----- Text extract -----

V2G Technology: How electric vehicles are becoming mobile power plants
EVs aren't just loads on the grid. With bidirectional charging, they're distributed storage - capable of supporting your home, your building, and the grid itself. This isn't a future concept. The hardware exists, the standards are maturing, and the economics are starting to make sense.
Here's the full picture.
What is V2G (and V2H, and V2B)?
Let's get the acronyms out of the way.
V2G - Vehicle-to-Grid. Your EV sends energy back to the electrical grid. The grid operator (or an aggregator acting on its behalf) orchestrates when and how much power flows from your battery back through the meter.
V2H - Vehicle-to-Home. Your EV powers your house directly. Think of it as a Tesla Powerwall, except it's parked in your driveway and has 60–80 kWh of capacity instead of 13.5.
V2B - Vehicle-to-Building. Same concept, scaled up. A fleet of EVs connected to a commercial building can shave peak demand or provide backup during outages.
The common thread: your EV battery isn't idle when parked. And the average car is parked about 95% of the time. That's a lot of unused capacity sitting in driveways and parking garages.
Why this matters now
Three trends are colliding at exactly the right moment.
EV adoption is hitting critical mass. Globally, there are over 40 million EVs on the road. Each one carries a battery pack between 40 and 100+ kWh. Multiply that out and you're looking at terawatt-hours of distributed storage that already exists - it's just not being used bidirectionally yet.

----- Source data -----

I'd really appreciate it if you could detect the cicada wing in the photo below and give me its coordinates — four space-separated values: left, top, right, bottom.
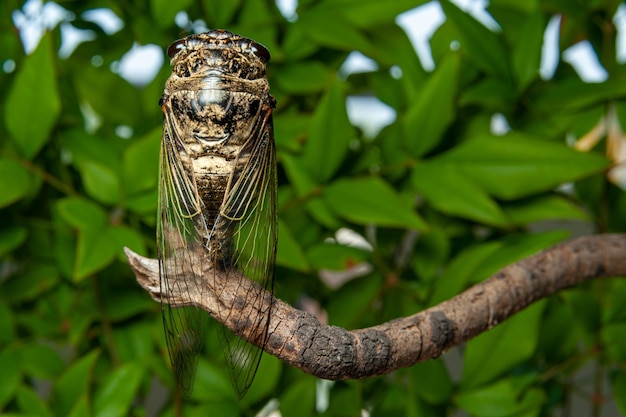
214 105 277 398
157 105 209 394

-----

- Your goal
Proceed with the V2G article, picking up right after its last sentence and continuing in the same style. The data plays no part in what comes next.

- Task output
Grids are under stress. Electrification of heating, transport, and industry is driving demand higher while aging infrastructure struggles to keep up. The duck curve isn't theoretical anymore - it's an operational headache for grid operators from California to Germany.
Renewables need flexibility. Solar produces at noon, wind blows unpredictably, and demand peaks in the evening. The mismatch between generation and consumption is the core problem of the energy transition. Stationary batteries help, but they're expensive and take years to deploy at scale. EVs are already deployed. They just need the right charger and the right software.
How it works technically
The basic flow is straightforward, but the devil is in the integration.
Bidirectional charger. A standard EV charger is AC-to-DC (grid to battery). A bidirectional charger adds DC-to-AC conversion, turning the EV into an inverter that can export power. These are commercially available now from manufacturers like Wallbox, Fermata, and SMA. Costs are coming down but still run 2–3x a standard Level 2 charger.
On-board vs. off-board inverter. Some vehicles (like the Hyundai Ioniq 5 with its V2L outlet) have onboard bidirectional capability. Others rely on the charger itself to handle the conversion. The industry is moving toward making this a standard vehicle feature, but we're not there yet.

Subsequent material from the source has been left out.